══ Texte fourni

Certaines activités ont par ailleurs été mises en suspens. "Nous avons mis un terme temporairement aux cours d’éducation non formelle dispensés jusque-là de manière journalière à 170 enfants non-accompagnés", poursuit Astrid Castelein. Ces cours, sortes de substitut à l’école nationale grecque destiné à des jeunes de 15-16 ans, avaient lieu à Mytilène, principale ville de l’île de Lesbos. Ils étaient censés permettre aux jeunes d’apprendre des matières comme le grec, les mathématiques, l’histoire.
Les équipes de MSF toujours en activité
Dans ce contexte, l’ONG Médecins sans frontière (MSF), qui n'est pas physiquement présente à l'intérieur du camp mais devant, se veut quant à elle rassurante. Vendredi, elle assurait "poursuivre normalement" ses activités sur l’île et même fonctionner "à plein régime". La population du camp de Moria peut donc toujours être prise en charge médicalement en cas de besoin.

════
══ Données extraites

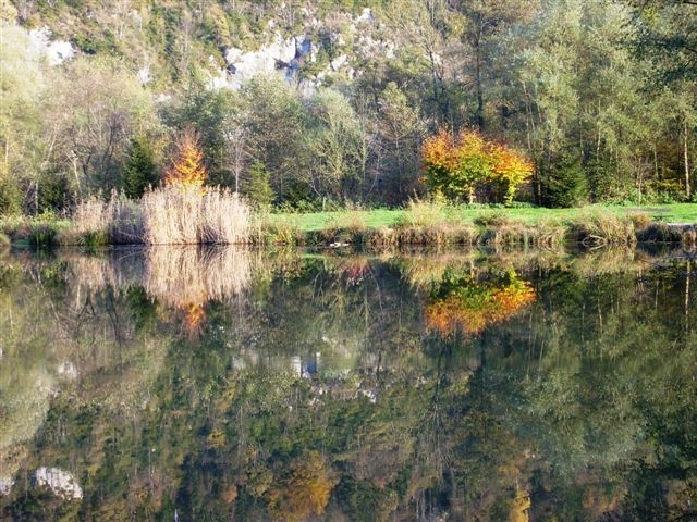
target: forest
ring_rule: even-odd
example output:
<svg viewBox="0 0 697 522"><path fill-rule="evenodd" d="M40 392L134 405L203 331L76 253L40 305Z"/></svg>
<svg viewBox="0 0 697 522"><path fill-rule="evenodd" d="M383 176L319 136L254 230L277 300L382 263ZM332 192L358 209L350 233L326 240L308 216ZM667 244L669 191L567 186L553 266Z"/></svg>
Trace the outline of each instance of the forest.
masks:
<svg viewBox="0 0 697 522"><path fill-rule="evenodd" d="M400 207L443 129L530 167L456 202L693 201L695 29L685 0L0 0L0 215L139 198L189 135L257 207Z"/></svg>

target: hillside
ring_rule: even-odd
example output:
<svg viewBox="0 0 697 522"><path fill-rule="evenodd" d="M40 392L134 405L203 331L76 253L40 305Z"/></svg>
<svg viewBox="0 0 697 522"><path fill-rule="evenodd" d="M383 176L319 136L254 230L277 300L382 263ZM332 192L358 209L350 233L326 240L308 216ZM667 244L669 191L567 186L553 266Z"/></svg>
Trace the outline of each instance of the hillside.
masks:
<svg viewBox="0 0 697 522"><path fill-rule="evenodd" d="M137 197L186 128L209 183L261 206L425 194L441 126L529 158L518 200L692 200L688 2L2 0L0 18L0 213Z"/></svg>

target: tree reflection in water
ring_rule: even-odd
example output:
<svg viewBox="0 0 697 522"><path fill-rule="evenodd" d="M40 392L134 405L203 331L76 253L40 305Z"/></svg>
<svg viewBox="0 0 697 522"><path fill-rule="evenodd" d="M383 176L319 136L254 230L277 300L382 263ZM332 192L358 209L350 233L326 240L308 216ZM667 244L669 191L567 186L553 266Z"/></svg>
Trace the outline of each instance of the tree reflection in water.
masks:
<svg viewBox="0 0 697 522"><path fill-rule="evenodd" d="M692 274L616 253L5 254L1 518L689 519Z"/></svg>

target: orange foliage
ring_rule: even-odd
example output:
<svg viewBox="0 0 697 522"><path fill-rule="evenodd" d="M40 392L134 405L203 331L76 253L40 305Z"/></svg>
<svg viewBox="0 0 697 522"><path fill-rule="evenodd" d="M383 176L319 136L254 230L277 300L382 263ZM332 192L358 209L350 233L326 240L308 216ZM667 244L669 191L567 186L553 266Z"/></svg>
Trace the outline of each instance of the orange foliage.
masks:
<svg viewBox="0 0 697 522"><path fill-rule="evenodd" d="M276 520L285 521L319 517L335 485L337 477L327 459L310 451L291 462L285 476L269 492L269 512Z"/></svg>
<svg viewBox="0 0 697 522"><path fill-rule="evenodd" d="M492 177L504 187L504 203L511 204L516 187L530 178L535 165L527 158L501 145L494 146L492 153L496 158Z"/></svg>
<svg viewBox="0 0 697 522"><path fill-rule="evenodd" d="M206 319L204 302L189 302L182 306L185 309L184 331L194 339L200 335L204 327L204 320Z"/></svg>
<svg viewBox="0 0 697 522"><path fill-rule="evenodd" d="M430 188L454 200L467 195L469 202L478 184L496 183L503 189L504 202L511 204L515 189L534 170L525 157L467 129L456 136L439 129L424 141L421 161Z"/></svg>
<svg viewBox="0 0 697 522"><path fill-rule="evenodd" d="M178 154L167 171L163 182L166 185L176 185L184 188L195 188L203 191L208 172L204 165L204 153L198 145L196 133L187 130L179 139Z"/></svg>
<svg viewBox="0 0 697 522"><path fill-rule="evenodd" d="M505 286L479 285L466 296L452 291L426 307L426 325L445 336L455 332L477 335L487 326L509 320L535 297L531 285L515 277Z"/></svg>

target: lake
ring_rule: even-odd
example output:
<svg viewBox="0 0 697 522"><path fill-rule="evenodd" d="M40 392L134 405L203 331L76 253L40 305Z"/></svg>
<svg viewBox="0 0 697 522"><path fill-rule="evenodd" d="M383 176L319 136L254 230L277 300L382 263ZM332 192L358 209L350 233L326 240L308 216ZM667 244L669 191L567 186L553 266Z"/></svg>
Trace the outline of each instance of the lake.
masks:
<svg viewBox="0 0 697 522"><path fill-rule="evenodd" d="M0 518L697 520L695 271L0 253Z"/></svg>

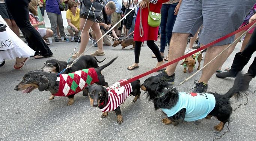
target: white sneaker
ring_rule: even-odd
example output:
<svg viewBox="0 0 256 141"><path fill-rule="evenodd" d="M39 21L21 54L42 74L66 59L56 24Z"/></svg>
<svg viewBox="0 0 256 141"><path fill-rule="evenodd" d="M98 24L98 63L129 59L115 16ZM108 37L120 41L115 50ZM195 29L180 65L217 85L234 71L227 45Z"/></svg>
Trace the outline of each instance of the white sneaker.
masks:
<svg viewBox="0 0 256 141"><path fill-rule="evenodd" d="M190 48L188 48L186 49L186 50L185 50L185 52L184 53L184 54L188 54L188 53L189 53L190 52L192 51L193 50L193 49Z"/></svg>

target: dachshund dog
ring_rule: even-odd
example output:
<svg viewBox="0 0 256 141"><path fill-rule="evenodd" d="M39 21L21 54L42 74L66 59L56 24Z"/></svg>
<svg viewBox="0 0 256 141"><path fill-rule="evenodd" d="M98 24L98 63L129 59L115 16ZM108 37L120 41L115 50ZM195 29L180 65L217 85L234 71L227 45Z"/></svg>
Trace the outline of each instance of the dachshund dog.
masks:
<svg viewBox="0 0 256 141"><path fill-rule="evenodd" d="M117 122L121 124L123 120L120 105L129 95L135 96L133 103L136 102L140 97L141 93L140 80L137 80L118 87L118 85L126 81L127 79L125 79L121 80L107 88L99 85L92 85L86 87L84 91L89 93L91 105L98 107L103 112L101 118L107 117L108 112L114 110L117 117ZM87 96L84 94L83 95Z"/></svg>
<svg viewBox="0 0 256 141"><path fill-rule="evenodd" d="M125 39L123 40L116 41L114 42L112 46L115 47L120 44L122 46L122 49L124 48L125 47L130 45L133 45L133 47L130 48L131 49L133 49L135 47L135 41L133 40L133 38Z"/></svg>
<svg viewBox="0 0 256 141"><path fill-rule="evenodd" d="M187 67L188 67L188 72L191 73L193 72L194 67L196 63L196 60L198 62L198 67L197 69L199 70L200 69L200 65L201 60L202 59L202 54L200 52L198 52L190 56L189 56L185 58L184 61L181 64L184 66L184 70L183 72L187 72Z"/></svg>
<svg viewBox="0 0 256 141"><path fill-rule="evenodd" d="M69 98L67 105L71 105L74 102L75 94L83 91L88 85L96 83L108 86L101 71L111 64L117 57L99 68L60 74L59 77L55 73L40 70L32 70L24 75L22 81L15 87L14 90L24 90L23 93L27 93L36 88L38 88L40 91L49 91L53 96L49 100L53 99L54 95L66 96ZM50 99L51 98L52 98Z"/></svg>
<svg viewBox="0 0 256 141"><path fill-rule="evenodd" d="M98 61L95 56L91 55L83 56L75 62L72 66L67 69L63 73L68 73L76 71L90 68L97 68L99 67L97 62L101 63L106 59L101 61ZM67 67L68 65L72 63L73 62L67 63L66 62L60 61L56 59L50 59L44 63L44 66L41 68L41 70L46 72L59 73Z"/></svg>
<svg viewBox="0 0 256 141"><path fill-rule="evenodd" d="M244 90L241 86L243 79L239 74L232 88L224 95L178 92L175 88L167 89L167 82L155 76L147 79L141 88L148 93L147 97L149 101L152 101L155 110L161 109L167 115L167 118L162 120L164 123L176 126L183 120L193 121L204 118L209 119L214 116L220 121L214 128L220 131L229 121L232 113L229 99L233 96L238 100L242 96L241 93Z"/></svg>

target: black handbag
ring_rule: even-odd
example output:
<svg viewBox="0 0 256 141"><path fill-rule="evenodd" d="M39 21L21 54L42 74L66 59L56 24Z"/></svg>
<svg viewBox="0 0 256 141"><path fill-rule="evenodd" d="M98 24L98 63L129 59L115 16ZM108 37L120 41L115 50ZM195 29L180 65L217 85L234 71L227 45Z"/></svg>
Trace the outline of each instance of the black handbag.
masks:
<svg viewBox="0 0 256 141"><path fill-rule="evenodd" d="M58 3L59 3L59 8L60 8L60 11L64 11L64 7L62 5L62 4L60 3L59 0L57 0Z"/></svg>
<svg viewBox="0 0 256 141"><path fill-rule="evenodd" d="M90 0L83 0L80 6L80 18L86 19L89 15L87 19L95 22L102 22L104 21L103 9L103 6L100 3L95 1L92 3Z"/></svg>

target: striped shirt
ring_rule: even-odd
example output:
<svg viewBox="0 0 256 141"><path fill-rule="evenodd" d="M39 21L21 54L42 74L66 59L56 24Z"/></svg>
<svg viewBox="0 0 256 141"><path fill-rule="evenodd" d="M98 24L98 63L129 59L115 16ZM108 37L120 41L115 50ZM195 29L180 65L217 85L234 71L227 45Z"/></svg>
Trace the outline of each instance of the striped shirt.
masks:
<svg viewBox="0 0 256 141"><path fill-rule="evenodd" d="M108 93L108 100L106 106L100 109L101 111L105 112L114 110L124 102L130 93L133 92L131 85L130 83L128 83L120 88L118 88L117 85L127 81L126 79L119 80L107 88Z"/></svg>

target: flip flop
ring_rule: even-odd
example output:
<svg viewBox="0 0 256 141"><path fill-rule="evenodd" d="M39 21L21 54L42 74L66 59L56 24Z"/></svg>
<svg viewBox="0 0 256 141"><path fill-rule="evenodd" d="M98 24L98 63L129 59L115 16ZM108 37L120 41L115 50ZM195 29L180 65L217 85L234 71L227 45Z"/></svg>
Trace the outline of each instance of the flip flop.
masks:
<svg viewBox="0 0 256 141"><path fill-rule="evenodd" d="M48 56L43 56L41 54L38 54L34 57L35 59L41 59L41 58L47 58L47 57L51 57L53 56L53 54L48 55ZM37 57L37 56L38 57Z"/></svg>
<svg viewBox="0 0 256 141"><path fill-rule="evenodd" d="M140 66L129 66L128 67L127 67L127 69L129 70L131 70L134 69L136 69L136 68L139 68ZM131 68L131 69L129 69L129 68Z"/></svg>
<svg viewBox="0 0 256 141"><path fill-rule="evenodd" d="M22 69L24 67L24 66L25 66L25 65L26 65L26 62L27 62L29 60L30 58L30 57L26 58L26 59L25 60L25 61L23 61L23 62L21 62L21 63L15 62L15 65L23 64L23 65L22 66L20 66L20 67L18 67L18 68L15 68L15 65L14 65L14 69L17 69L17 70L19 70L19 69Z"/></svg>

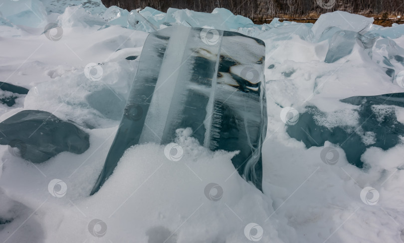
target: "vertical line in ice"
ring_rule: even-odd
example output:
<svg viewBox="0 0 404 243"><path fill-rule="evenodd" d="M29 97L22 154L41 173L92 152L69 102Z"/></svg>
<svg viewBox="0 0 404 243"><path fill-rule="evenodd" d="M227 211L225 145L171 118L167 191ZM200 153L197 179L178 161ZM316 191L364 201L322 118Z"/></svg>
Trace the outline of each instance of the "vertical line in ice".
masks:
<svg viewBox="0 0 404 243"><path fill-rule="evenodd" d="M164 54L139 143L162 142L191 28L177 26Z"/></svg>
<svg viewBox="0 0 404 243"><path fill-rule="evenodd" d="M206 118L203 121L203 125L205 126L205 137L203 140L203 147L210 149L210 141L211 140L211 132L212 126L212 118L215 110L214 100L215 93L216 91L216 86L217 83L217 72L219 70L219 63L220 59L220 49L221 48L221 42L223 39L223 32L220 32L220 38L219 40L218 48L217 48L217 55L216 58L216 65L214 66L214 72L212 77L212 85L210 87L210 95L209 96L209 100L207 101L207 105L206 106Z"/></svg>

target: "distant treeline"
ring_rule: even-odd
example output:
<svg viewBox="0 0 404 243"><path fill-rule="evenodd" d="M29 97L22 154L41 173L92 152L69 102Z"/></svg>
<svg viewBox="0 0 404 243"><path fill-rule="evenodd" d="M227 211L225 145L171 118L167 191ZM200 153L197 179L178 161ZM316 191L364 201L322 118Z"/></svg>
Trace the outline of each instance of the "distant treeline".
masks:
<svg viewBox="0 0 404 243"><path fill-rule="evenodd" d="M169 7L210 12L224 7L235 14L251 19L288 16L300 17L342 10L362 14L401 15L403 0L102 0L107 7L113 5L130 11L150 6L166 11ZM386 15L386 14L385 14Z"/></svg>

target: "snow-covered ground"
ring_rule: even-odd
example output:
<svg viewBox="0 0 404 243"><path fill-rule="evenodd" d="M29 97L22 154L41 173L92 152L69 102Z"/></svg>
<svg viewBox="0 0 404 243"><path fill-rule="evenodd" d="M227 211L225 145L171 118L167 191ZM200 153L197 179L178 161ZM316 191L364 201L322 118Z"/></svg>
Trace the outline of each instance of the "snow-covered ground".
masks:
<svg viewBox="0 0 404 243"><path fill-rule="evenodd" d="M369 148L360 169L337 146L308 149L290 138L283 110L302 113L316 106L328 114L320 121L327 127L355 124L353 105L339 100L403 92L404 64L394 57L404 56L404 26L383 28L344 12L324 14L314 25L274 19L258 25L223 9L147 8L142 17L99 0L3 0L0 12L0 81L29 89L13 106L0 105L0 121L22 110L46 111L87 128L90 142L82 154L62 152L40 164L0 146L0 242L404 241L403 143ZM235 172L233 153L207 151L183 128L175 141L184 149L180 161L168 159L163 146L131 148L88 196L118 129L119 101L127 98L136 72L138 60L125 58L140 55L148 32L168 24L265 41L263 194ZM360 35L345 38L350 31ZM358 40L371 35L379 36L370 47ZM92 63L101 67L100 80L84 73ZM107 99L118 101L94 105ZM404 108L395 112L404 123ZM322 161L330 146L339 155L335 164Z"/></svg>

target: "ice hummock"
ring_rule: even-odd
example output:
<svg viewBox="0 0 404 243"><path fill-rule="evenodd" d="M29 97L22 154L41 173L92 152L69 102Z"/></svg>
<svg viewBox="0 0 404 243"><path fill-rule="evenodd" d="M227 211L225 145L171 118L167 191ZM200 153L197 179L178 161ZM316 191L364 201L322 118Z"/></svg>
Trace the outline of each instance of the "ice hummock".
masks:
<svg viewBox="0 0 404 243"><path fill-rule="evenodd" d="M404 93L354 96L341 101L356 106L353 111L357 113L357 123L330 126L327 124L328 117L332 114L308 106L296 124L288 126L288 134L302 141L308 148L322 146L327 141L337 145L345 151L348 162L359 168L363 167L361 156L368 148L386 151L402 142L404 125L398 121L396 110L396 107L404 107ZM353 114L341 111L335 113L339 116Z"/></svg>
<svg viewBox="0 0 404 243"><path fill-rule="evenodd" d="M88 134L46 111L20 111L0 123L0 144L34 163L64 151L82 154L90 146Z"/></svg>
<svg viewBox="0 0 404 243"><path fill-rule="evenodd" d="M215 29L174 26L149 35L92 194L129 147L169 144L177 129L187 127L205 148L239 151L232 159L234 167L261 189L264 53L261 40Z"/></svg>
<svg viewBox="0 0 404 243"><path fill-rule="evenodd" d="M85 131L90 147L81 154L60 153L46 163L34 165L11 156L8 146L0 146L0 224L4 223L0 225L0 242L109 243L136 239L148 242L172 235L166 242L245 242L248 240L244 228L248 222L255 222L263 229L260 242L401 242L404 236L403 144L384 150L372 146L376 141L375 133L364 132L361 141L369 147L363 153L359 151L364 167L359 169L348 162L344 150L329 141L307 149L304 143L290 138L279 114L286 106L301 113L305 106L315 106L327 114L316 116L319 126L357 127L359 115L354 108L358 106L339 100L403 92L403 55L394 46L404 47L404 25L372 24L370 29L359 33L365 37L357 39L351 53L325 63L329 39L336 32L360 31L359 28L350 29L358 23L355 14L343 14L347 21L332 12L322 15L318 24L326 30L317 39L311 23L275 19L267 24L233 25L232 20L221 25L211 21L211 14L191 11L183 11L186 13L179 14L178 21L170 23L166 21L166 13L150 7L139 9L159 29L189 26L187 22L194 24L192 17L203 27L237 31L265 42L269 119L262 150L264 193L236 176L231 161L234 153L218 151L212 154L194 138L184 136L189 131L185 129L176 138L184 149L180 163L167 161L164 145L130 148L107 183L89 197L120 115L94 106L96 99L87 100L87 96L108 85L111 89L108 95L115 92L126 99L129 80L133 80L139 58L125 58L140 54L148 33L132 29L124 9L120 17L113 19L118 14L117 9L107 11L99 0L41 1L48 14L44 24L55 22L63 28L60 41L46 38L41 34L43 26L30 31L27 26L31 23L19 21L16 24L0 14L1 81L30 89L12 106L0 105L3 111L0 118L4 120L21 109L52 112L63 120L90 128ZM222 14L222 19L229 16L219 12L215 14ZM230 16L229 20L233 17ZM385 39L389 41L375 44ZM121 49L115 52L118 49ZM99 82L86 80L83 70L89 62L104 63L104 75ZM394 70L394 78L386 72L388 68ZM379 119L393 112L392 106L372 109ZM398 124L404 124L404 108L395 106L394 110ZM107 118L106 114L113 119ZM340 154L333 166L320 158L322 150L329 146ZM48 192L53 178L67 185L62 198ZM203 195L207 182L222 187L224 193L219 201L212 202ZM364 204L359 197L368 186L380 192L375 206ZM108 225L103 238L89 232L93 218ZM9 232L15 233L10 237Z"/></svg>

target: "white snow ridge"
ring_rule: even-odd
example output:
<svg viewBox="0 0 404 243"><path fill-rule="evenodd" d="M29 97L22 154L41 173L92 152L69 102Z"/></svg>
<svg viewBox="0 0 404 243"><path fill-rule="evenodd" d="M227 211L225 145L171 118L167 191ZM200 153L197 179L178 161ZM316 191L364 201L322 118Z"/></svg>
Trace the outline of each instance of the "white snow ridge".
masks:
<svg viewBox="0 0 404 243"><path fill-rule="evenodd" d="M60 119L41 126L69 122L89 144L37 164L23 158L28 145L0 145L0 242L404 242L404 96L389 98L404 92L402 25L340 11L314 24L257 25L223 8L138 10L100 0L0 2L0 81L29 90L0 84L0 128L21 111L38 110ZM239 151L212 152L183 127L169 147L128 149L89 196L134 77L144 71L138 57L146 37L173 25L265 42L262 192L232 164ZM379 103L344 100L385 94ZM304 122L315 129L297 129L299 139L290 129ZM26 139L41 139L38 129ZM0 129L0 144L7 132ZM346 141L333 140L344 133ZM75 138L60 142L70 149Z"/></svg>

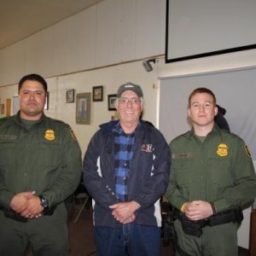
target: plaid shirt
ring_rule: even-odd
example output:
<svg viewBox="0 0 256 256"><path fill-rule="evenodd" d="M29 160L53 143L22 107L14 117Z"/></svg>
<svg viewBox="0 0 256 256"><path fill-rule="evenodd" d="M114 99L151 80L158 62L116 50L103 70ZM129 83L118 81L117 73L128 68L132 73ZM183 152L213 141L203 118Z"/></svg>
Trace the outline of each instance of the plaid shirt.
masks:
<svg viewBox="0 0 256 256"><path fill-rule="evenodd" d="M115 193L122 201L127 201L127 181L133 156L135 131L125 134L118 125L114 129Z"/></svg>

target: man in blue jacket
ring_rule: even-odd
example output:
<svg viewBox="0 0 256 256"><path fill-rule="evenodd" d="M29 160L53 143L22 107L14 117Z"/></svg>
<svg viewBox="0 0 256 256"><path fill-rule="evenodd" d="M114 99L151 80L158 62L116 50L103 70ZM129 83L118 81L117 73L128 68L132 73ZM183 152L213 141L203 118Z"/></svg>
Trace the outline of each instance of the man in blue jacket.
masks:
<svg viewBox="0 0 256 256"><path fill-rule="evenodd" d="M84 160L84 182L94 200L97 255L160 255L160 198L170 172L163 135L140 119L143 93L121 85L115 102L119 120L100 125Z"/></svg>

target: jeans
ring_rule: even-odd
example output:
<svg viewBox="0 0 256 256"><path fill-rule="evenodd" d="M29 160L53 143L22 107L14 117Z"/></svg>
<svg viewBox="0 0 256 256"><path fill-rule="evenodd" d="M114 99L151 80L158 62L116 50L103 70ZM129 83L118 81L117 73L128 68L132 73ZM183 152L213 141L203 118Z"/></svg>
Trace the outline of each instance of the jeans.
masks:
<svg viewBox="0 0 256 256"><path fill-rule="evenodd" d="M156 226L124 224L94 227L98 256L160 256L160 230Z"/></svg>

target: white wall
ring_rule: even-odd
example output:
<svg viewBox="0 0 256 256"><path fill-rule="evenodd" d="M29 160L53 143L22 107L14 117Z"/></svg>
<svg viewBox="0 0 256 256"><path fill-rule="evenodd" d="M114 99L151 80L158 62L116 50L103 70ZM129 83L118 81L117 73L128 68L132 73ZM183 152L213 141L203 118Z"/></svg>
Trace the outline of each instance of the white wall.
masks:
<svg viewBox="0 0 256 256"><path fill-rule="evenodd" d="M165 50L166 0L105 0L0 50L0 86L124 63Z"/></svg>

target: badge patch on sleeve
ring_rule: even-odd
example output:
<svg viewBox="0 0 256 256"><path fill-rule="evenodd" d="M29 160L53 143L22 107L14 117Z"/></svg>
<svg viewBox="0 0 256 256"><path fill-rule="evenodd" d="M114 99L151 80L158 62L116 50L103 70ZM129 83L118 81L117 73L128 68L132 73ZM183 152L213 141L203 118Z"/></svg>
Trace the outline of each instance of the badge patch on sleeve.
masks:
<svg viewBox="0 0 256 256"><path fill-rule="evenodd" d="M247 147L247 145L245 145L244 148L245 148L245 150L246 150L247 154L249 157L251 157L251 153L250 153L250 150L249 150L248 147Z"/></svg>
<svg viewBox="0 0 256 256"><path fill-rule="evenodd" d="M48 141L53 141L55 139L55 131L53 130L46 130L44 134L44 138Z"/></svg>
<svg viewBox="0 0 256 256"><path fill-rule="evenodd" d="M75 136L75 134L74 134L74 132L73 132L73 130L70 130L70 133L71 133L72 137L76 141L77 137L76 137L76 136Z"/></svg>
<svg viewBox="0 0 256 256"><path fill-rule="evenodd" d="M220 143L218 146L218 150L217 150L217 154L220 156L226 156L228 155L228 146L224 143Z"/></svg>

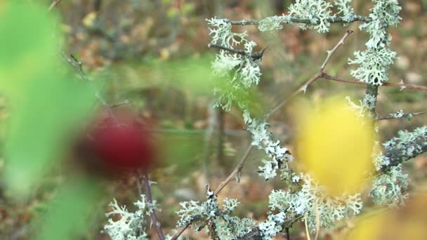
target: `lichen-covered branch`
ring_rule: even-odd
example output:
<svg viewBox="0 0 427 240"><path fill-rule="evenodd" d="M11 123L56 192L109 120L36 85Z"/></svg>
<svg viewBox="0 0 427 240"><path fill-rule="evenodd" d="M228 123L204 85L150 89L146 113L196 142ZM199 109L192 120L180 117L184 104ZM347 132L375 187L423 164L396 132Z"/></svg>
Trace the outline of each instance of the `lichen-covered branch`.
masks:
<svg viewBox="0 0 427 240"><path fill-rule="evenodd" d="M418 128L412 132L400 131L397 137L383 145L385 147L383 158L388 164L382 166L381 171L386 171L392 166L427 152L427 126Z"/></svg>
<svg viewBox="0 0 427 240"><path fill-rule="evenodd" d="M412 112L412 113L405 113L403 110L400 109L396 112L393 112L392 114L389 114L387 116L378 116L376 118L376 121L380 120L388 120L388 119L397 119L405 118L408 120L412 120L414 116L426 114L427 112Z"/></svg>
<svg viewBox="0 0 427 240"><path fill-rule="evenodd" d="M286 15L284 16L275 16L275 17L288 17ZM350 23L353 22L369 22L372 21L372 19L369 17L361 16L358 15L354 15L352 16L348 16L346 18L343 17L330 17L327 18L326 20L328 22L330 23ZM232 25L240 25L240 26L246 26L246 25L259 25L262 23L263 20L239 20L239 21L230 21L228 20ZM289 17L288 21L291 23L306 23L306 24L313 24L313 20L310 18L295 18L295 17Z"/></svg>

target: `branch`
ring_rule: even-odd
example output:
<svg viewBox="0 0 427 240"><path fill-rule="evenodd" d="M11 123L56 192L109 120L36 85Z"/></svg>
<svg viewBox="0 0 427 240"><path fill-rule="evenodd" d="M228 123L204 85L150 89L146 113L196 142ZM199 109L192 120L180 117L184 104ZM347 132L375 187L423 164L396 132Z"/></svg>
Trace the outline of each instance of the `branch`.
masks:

════

Problèmes et exercices:
1. Les affirmations suivantes concordent-elles avec le texte fourni ? Répondez par oui ou par non à chacune en citant les mots décisifs du texte. (a) Les cours d’éducation non formelle étaient dispensés à 170 enfants non accompagnés. (b) MSF est physiquement présente à l’intérieur du camp de Moria. (c) Les cours avaient lieu à Mytilène.
2. Modifiez le passage du texte fourni compris entre « Les équipes de » et « cas de besoin. », inclus, en remplaçant « Vendredi » par « Jeudi ».

Corrigés des exercices:
1.
(a) Oui : « dispensés jusque-là de manière journalière à 170 enfants non-accompagnés ».
(b) Non : « qui n'est pas physiquement présente à l'intérieur du camp mais devant ».
(c) Oui : « avaient lieu à Mytilène, principale ville de l’île de Lesbos ».

2.
Les équipes de MSF toujours en activité
Dans ce contexte, l’ONG Médecins sans frontière (MSF), qui n'est pas physiquement présente à l'intérieur du camp mais devant, se veut quant à elle rassurante. Jeudi, elle assurait "poursuivre normalement" ses activités sur l’île et même fonctionner "à plein régime". La population du camp de Moria peut donc toujours être prise en charge médicalement en cas de besoin.